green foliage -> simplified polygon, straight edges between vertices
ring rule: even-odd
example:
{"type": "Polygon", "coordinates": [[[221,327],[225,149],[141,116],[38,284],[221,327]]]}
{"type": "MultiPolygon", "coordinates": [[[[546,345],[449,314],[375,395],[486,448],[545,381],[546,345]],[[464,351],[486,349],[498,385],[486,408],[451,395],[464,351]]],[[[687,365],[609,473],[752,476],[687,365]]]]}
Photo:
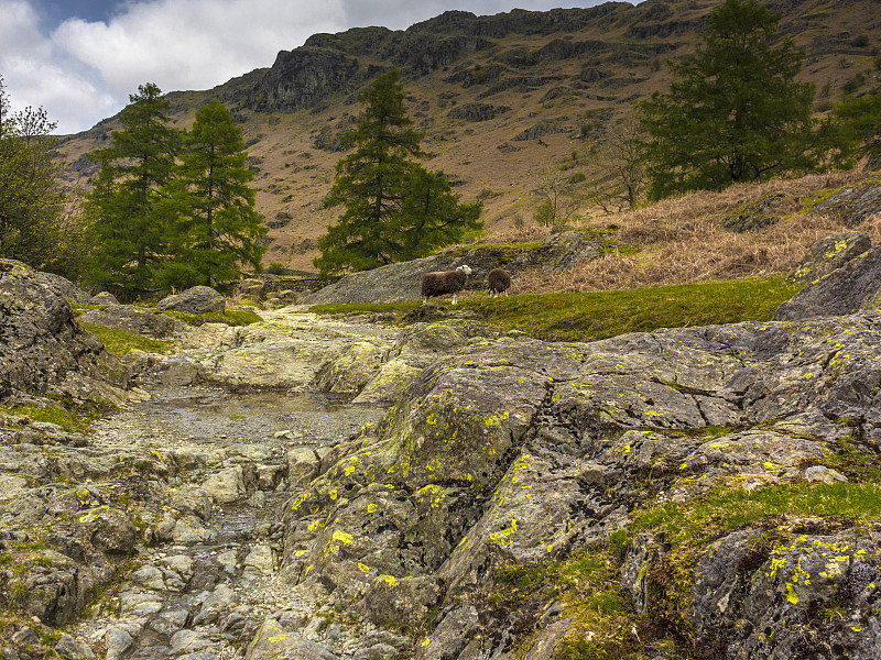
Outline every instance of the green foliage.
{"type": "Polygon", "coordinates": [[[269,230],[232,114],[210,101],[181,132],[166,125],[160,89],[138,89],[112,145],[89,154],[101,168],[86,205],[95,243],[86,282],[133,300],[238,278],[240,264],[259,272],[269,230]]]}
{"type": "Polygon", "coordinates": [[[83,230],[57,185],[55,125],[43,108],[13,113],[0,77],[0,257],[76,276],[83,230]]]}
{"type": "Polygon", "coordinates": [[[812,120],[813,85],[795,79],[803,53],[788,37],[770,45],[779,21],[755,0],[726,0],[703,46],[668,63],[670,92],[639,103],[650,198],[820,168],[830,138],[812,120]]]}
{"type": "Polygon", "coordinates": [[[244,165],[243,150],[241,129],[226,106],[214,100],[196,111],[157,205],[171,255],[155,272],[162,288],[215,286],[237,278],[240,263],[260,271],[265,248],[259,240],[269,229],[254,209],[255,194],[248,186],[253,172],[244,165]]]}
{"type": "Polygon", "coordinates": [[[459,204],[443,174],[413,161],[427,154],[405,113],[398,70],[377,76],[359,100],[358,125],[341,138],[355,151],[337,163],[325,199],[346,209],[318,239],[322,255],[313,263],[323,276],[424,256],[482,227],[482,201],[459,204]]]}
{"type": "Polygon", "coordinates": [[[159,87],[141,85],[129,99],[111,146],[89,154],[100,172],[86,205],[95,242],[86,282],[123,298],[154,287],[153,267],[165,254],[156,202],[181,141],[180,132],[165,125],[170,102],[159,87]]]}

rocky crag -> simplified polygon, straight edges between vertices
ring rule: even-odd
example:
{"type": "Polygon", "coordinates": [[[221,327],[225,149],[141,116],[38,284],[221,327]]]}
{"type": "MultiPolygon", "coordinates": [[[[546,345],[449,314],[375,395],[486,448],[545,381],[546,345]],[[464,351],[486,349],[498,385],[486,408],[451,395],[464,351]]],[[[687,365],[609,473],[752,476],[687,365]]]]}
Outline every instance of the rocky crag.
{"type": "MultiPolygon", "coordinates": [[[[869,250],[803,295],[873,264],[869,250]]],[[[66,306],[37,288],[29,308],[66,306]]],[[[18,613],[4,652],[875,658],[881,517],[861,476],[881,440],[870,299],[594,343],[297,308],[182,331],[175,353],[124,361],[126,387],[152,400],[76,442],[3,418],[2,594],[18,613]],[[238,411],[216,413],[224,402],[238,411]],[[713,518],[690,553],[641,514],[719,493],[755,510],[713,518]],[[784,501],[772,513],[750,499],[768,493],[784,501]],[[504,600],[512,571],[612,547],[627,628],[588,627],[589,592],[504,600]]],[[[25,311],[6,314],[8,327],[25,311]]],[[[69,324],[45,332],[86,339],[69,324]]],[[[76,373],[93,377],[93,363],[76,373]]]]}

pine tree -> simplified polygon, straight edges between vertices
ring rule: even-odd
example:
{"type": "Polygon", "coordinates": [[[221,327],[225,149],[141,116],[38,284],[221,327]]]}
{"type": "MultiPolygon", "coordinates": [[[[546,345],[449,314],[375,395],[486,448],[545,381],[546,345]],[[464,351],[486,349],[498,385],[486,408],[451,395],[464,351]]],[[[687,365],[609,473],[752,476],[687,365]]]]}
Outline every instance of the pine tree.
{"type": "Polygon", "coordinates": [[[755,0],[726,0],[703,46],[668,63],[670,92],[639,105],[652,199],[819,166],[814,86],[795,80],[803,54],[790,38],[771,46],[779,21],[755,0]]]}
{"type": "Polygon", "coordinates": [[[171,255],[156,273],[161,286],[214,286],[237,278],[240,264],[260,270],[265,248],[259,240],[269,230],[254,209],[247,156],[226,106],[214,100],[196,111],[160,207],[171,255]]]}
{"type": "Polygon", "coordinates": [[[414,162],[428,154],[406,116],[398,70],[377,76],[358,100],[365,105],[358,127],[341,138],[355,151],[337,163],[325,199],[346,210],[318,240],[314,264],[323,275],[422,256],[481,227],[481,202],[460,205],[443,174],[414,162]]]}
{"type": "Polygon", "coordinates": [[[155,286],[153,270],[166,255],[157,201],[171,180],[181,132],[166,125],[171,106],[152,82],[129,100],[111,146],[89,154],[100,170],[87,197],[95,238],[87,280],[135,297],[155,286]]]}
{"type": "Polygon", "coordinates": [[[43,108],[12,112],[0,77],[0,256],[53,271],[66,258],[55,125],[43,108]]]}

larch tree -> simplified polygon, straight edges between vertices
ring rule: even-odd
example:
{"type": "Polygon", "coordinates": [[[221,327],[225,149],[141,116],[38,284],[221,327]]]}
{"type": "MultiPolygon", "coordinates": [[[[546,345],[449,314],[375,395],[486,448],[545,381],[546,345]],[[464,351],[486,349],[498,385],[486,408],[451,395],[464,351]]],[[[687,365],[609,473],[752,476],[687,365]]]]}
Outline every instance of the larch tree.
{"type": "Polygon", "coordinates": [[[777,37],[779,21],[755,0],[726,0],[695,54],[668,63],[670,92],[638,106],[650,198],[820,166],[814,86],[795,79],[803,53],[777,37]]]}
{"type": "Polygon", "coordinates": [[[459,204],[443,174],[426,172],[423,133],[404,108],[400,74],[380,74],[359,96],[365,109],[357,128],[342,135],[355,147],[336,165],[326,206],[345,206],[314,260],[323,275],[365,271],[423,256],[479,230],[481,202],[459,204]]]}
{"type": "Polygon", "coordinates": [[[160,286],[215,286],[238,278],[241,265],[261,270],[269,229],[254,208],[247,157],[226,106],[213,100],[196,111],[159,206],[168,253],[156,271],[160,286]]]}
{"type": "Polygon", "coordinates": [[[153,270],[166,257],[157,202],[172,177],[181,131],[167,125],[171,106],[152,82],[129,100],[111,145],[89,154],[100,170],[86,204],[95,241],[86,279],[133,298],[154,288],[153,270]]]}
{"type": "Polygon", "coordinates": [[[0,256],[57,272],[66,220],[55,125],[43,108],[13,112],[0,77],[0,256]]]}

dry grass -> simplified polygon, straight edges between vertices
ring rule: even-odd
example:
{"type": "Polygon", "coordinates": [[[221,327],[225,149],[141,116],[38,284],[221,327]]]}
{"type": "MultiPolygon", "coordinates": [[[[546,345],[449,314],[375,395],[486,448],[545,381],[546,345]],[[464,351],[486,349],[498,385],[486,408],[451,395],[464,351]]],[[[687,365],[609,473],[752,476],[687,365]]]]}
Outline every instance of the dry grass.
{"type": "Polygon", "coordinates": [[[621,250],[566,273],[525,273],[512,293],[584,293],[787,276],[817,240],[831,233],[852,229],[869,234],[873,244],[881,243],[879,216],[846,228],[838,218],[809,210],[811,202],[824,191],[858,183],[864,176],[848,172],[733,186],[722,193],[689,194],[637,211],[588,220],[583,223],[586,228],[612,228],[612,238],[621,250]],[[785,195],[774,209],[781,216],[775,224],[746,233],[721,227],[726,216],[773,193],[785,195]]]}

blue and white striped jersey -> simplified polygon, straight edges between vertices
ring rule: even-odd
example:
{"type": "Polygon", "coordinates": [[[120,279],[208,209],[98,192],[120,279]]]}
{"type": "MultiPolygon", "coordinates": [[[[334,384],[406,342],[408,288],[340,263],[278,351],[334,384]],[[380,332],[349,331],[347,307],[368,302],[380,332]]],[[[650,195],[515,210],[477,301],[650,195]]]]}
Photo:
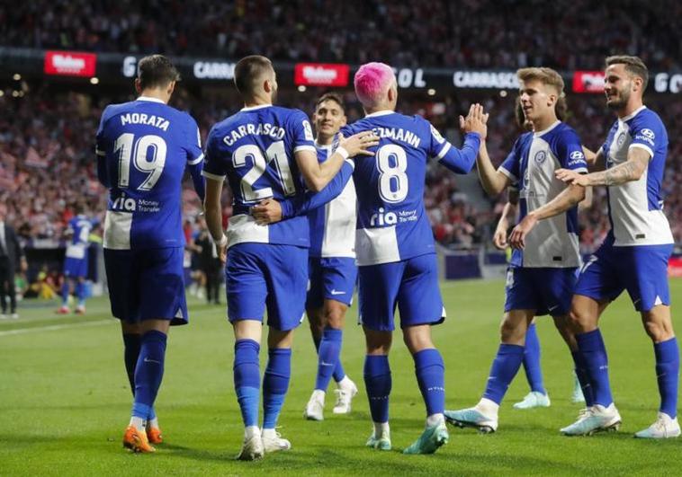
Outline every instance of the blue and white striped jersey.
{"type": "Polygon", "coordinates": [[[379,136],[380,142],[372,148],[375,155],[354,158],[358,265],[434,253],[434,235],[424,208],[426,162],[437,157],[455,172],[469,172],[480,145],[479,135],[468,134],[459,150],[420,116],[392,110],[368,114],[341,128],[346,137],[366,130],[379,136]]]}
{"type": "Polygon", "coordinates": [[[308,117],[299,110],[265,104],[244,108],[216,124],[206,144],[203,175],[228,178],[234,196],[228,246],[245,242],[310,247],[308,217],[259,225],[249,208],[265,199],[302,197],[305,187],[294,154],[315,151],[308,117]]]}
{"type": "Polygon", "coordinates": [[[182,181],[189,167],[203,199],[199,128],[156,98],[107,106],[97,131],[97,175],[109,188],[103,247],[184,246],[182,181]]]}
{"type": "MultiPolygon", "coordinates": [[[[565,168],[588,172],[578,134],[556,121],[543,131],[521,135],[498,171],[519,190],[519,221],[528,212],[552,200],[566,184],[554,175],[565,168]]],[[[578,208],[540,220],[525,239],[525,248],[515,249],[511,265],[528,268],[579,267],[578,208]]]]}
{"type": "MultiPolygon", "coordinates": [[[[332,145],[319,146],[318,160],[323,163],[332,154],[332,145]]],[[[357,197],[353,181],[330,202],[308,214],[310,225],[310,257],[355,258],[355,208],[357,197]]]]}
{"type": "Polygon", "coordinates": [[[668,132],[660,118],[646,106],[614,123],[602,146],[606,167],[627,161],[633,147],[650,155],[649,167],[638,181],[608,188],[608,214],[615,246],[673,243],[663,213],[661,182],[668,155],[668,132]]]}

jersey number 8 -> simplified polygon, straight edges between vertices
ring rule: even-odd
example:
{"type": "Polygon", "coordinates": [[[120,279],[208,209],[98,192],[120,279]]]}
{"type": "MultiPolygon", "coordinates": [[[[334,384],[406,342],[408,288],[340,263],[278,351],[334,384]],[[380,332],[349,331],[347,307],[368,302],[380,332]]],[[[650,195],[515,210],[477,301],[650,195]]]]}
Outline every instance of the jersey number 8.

▸ **Required task**:
Reproduce verbatim the stretch from the line containing "pine tree ->" through the line containing "Outline every instance of the pine tree.", with both of those lines included.

▸ **Output for this task**:
pine tree -> simplified polygon, straight edges between vertices
ring rule: even-odd
example:
{"type": "Polygon", "coordinates": [[[221,327],[225,149],[141,116],[38,284],[221,327]]]}
{"type": "MultiPolygon", "coordinates": [[[[546,345],[449,314],[375,395],[486,448],[545,381],[546,345]],[[464,351],[486,349],[498,385],[486,408],[451,395],[464,351]]],[[[687,365],[609,473],[752,476],[687,365]]]]}
Outline every instance of the pine tree.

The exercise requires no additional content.